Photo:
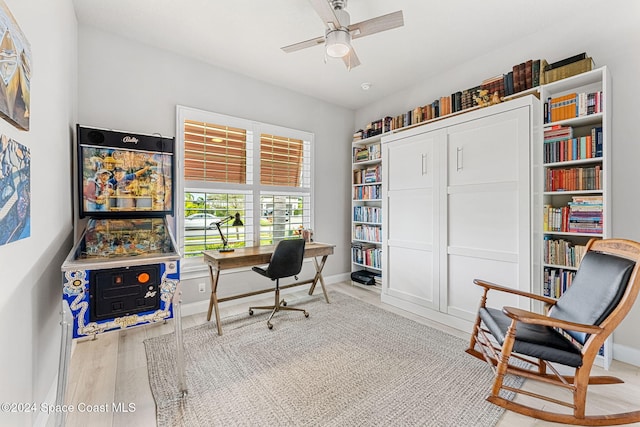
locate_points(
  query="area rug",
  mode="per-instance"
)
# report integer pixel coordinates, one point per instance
(348, 364)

|---|

● **Problem statement**
Give every line above again exactly, omitting whatever pictures appear.

● **Output below**
Photo:
locate_points(
  query="area rug",
  mode="per-instance"
)
# report integer pixel coordinates, one point per instance
(348, 364)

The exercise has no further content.